Object location annotation data
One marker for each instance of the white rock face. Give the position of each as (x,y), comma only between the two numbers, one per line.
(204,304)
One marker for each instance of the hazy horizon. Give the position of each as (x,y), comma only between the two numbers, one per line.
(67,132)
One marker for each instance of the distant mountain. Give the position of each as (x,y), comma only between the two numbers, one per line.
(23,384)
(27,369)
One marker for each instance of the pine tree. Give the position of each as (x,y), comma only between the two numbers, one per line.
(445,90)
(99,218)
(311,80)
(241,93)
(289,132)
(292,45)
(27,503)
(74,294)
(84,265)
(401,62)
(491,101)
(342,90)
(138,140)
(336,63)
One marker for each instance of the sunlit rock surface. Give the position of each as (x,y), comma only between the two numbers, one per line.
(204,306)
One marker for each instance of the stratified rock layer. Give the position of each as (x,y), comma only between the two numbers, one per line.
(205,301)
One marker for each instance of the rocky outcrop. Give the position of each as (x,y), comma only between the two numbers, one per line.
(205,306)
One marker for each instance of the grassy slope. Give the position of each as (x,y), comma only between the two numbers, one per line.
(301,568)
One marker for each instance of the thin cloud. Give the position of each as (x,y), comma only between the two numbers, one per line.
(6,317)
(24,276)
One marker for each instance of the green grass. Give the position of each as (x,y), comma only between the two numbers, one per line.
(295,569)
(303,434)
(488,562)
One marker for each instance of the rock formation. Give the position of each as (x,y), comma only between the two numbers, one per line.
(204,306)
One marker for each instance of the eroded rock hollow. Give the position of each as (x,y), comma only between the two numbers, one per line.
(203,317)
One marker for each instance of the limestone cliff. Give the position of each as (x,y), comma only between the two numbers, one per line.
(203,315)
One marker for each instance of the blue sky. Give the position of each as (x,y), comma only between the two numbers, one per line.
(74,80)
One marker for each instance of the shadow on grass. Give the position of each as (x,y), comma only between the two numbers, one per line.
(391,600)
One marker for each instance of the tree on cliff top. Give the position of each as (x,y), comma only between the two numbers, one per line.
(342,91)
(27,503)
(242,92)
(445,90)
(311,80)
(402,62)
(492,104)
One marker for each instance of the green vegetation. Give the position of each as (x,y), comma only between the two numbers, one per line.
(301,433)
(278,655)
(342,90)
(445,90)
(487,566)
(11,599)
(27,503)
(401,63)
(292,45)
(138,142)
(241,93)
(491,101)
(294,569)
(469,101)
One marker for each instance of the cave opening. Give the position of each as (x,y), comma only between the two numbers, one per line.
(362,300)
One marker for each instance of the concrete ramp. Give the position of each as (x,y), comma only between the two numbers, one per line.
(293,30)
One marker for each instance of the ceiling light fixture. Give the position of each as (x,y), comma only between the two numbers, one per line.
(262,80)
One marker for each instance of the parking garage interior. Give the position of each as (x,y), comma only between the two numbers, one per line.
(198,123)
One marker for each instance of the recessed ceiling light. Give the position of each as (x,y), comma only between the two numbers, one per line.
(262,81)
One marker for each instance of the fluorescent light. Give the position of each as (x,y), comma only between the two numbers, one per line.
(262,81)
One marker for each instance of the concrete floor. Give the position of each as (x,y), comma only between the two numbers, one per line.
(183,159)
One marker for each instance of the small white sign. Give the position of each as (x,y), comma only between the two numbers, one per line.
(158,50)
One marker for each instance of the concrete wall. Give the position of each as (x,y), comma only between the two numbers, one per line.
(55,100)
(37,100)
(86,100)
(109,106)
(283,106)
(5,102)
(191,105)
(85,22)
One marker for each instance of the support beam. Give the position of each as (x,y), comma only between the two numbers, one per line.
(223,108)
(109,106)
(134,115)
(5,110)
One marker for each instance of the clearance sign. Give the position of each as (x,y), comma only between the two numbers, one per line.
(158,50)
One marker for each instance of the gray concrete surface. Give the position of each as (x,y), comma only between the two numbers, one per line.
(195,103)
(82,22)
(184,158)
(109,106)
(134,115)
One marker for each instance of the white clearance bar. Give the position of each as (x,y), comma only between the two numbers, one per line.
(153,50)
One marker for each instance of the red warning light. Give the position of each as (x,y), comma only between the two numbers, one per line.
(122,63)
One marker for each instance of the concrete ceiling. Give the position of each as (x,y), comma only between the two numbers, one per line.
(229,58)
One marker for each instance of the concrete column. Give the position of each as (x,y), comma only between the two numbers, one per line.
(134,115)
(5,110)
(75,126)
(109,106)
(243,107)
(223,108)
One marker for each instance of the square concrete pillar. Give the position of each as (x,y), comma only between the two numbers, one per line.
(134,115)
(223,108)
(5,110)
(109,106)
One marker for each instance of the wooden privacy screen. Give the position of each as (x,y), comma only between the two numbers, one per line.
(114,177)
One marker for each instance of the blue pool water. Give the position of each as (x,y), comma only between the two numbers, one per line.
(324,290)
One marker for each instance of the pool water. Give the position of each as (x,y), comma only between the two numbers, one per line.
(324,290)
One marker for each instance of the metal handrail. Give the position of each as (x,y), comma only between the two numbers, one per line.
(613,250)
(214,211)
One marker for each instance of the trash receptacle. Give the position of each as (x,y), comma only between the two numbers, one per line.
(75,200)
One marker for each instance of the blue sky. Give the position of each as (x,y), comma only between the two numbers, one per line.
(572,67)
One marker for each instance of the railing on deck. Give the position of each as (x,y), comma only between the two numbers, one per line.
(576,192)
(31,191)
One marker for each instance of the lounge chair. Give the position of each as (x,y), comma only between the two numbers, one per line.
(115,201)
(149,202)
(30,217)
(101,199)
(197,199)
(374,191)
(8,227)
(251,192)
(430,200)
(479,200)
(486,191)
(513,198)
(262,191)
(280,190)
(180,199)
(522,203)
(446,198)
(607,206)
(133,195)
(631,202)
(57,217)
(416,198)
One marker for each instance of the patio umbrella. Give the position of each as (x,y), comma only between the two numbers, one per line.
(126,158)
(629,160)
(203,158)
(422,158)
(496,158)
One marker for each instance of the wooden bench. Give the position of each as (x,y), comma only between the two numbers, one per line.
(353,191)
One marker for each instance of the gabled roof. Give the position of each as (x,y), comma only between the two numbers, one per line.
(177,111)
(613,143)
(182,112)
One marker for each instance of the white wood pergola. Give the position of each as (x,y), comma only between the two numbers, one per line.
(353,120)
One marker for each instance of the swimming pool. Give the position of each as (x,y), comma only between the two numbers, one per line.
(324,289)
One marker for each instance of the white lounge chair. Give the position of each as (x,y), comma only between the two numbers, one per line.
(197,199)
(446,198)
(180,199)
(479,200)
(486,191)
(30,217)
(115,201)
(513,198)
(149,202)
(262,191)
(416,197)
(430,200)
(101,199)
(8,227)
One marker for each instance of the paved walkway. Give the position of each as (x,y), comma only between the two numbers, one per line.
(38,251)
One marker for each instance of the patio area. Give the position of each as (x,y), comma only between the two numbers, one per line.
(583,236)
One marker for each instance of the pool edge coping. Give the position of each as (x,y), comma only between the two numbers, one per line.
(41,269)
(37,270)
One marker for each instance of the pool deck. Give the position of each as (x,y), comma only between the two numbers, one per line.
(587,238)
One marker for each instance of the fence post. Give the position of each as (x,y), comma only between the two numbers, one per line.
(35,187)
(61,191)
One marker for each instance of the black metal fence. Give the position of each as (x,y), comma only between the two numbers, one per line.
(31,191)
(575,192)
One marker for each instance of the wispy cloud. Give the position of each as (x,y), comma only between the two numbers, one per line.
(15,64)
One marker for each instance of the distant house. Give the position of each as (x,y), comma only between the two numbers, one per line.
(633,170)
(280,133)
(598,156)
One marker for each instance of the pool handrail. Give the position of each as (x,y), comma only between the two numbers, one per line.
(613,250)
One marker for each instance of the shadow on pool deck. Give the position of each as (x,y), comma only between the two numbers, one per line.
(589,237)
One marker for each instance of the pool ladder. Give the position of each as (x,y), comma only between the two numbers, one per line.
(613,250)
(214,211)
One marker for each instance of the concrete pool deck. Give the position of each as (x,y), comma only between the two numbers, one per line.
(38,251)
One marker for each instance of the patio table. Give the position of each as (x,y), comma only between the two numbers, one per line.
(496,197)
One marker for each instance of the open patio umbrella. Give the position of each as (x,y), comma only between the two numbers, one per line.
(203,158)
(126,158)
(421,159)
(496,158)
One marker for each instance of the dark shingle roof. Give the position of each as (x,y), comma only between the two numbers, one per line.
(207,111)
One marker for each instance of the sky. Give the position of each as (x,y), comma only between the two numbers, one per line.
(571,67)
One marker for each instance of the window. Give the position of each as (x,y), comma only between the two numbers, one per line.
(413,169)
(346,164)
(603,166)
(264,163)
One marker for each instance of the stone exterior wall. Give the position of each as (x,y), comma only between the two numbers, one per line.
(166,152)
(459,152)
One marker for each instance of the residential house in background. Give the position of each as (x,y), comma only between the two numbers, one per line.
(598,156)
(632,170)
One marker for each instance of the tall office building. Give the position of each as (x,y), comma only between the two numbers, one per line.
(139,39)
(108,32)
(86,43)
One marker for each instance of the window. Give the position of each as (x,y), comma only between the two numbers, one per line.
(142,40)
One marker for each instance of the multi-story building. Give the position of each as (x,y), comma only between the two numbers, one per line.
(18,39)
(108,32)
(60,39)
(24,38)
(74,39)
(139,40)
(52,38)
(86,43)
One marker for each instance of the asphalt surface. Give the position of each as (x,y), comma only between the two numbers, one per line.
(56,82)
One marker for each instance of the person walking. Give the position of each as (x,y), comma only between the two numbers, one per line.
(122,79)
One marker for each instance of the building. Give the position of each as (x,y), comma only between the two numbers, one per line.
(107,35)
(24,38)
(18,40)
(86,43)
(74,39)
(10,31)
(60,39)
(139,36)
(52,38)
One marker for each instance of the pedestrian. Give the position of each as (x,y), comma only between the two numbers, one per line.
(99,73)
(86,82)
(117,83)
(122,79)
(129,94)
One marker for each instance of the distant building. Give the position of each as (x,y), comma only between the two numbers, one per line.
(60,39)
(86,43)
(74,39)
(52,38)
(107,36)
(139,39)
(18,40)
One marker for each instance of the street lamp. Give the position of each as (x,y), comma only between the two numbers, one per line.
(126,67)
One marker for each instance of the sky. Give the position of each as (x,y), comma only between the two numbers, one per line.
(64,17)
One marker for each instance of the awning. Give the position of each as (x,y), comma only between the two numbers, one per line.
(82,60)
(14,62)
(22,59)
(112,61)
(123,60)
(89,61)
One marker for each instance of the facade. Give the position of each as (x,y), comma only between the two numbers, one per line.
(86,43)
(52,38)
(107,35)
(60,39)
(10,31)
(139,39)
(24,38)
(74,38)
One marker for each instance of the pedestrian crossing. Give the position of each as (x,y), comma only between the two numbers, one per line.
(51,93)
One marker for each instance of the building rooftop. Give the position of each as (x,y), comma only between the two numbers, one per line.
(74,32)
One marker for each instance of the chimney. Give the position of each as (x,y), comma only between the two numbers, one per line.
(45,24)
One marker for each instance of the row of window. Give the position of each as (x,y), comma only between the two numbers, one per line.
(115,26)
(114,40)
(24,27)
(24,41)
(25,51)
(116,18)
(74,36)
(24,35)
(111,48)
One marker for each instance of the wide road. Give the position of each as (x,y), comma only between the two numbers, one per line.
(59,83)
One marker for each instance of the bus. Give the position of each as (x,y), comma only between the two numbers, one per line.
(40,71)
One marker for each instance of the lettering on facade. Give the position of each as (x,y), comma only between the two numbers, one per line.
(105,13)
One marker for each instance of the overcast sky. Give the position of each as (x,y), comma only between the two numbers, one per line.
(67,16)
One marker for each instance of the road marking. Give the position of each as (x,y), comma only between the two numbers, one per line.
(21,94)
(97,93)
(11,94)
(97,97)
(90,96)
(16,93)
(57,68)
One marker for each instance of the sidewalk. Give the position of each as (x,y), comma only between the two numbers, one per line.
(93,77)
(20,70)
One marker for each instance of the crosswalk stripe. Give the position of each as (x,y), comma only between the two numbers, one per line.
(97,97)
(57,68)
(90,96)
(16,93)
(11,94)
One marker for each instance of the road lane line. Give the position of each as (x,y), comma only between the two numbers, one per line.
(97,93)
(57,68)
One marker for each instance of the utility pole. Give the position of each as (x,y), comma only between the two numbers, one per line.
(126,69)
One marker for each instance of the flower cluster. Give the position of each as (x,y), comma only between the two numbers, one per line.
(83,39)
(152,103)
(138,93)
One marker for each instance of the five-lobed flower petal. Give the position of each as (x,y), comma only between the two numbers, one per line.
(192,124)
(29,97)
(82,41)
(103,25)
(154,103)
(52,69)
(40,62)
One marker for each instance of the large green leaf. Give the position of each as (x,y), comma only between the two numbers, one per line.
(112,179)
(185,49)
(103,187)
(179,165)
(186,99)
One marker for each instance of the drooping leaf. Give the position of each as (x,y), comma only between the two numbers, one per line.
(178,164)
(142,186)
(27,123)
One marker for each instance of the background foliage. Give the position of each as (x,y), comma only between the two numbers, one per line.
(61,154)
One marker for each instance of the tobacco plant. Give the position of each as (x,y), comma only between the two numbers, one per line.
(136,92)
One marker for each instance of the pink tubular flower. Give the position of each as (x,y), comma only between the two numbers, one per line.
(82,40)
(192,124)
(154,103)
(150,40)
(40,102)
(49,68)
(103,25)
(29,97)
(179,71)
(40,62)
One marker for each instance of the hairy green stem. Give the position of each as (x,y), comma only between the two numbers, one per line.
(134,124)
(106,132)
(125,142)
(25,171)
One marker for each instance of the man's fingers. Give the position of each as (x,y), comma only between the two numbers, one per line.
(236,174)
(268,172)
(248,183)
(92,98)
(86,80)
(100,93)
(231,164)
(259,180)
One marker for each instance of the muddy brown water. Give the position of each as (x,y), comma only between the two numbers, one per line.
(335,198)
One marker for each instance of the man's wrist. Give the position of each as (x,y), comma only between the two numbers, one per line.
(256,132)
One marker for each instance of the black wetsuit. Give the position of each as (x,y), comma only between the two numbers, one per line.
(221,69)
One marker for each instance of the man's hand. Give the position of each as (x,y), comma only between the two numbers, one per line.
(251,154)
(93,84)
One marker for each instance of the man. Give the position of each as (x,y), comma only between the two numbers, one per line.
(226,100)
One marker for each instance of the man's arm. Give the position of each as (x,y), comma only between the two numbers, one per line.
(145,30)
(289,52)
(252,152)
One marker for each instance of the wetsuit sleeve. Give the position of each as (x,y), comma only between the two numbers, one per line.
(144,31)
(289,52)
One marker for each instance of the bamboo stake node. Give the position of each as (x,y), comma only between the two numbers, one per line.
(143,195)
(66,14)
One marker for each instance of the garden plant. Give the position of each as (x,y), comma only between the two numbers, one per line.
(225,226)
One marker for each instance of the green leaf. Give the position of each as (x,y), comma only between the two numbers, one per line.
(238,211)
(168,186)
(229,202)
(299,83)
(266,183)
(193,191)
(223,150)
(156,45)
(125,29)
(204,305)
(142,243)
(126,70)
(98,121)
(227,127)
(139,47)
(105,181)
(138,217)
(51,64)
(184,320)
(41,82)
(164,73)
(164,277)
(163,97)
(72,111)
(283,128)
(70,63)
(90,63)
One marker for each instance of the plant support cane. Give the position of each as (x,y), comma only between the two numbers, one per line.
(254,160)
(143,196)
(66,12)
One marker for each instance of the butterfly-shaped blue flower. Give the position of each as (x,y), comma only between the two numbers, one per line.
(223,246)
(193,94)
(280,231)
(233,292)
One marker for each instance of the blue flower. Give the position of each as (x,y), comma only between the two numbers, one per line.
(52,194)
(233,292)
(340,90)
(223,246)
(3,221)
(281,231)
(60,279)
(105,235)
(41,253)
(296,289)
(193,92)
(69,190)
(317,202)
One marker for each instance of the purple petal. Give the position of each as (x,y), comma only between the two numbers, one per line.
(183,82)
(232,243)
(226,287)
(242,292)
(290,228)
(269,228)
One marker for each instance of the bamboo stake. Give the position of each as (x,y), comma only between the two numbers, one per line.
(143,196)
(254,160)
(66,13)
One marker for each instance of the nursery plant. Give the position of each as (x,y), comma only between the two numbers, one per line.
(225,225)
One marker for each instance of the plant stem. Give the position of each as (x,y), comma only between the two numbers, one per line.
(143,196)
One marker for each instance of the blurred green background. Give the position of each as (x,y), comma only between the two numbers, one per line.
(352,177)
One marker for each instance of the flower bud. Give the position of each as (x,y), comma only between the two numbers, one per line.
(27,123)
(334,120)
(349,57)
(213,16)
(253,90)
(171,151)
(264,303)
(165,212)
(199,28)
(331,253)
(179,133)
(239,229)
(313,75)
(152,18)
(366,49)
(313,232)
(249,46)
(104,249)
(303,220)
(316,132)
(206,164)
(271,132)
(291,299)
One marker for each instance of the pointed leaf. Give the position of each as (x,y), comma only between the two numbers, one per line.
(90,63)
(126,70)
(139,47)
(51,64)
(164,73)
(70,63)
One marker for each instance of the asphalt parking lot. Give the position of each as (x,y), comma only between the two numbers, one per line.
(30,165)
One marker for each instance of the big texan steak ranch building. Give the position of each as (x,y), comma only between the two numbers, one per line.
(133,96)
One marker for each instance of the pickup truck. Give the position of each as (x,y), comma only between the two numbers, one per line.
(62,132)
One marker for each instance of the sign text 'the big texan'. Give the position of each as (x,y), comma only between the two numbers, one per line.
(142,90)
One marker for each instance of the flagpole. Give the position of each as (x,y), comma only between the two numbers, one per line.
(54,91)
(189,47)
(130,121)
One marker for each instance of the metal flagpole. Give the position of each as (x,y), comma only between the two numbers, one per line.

_CHALLENGE_. Write out, word for word, every line from the one containing "One marker for each instance of the pickup" through the last line of the records above.

_ANSWER BELOW_.
One marker for each instance of the pickup truck. Give the position of each as (x,y), comma only between the two numbers, one per line.
(62,132)
One marker for each instance of the sign text 'the big texan'. Give the position of each as (x,y), comma only between the two numbers, one per line.
(142,90)
One marker for each instance of the flagpole. Give the position of each as (x,y), comma only between the two numbers, one per line.
(54,91)
(189,47)
(130,121)
One marker for each instance of the metal flagpole. Give the position of each as (x,y), comma only between the two numbers, one per line.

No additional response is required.